- _Short problem a_
In the excerpt about William Davenant, turn the paragraph beginning "The year before the ban" into a short bulleted list that keeps its main facts.

- _Excerpt provided_

When the theater ban was enacted, William Davenant was England’s Poet Laureate, the author of a number of plays, and the manager of the Cockpit Players (Nungezer 112). He may also have done some service in the army (Campbell 237, Levao 104). When he was “pleasant over a glass of wine” (Aubrey, “Sir William Davenant”), he would hint to his friends that he was the bastard son of William Shakespeare. A bout of syphilis disfigured his nose.
The year before the ban, Davenant had conspired with other supporters of King Charles I to march the English Army into London and seize the Tower (Russell 89), and consequently had to leave the country for a while to avoid prosecution for treason. During the Civil Wars, he served in the royalist army. In 1650, Charles II sent him to Maryland to “supersede” (Campbell 239) its governor, Lord Baltimore, who supported Parliament. Davenant was arrested before his ship left the English Channel, and spent the next four years in prison.

- _Data provided_

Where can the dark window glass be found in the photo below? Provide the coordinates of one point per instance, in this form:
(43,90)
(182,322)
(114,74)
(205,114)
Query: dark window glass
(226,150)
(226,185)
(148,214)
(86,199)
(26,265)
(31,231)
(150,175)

- _Short problem b_
Rewrite every line of the records above, requests included, scaling each coordinate in the answers by 2.6 and rounding to whole numbers, with halves rounded up. Leave the requests and their sample points unchanged.

- _Task solution a_
- The year before the theater ban, Davenant conspired with other supporters of King Charles I to march the English Army into London and seize the Tower.
- He then had to leave the country for a while to avoid prosecution for treason.
- He served in the royalist army during the Civil Wars.
- In 1650, Charles II sent him to Maryland to supersede its governor, Lord Baltimore, who supported Parliament.
- He was arrested before his ship left the English Channel and spent the next four years in prison.

- _Task solution b_
Where can the dark window glass be found in the photo below? Provide the coordinates of one point per instance, in this form:
(43,90)
(182,322)
(114,74)
(205,114)
Query: dark window glass
(588,390)
(588,481)
(385,556)
(224,517)
(68,689)
(81,601)
(390,455)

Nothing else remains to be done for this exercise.